Rows of box annotation data
..........

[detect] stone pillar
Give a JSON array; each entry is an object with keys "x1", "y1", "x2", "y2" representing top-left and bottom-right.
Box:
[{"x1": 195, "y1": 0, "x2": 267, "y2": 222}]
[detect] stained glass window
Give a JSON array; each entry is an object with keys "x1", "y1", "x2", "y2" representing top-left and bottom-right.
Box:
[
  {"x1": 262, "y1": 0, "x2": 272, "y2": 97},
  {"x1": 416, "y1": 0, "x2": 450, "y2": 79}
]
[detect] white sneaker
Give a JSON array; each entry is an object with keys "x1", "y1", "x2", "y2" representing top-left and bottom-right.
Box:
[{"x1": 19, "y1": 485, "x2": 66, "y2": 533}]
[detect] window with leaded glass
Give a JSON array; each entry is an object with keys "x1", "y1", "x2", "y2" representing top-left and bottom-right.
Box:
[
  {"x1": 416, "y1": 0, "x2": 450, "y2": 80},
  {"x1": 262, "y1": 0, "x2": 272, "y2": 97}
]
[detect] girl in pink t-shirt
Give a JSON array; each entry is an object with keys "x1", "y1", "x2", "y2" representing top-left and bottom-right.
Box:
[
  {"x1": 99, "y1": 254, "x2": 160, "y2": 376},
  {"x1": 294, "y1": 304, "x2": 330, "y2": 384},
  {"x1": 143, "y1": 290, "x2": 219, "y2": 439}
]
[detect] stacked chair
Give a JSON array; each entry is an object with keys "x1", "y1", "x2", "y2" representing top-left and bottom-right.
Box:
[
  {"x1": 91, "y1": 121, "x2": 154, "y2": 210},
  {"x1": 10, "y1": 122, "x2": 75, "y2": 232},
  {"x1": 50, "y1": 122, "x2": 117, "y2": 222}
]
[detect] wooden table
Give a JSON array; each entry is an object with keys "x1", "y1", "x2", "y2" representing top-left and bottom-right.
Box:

..........

STATED GOAL: Reproduce the entries above line for line, without any changes.

REPLY TO THE EXERCISE:
[detect] stone pillar
Give a JSON array; each entry is an object with keys "x1", "y1", "x2", "y2" representing top-left and bottom-right.
Box:
[{"x1": 195, "y1": 0, "x2": 267, "y2": 222}]
[detect] stained glass window
Give a JSON array; each entry is an object with keys "x1", "y1", "x2", "y2" representing top-left and bottom-right.
Box:
[
  {"x1": 262, "y1": 0, "x2": 272, "y2": 97},
  {"x1": 416, "y1": 0, "x2": 450, "y2": 79}
]
[detect] white sneaker
Give a JSON array; each entry is an object with keys "x1", "y1", "x2", "y2" representing top-left and bottom-right.
Box:
[{"x1": 19, "y1": 485, "x2": 66, "y2": 533}]
[detect] window with leaded glass
Give a JSON array; each entry is an object with keys "x1", "y1", "x2", "y2" representing top-left and bottom-right.
Box:
[
  {"x1": 416, "y1": 0, "x2": 450, "y2": 80},
  {"x1": 262, "y1": 0, "x2": 272, "y2": 97}
]
[detect] girl in pink t-shirt
Give a JSON array; each entry is an object with keys "x1", "y1", "x2", "y2" representing top-left and bottom-right.
Box:
[
  {"x1": 99, "y1": 254, "x2": 160, "y2": 376},
  {"x1": 294, "y1": 304, "x2": 330, "y2": 384},
  {"x1": 143, "y1": 290, "x2": 219, "y2": 439}
]
[detect] stacked chair
Give a JSON array; each entry is an object with keys "x1", "y1", "x2", "y2" representing top-left and bottom-right.
Box:
[
  {"x1": 91, "y1": 121, "x2": 154, "y2": 210},
  {"x1": 10, "y1": 122, "x2": 75, "y2": 232},
  {"x1": 50, "y1": 122, "x2": 117, "y2": 222}
]
[detect] wooden table
Give a JSON array; each entry is an object with keys "x1", "y1", "x2", "y2" representing top-left and bottom-right.
Box:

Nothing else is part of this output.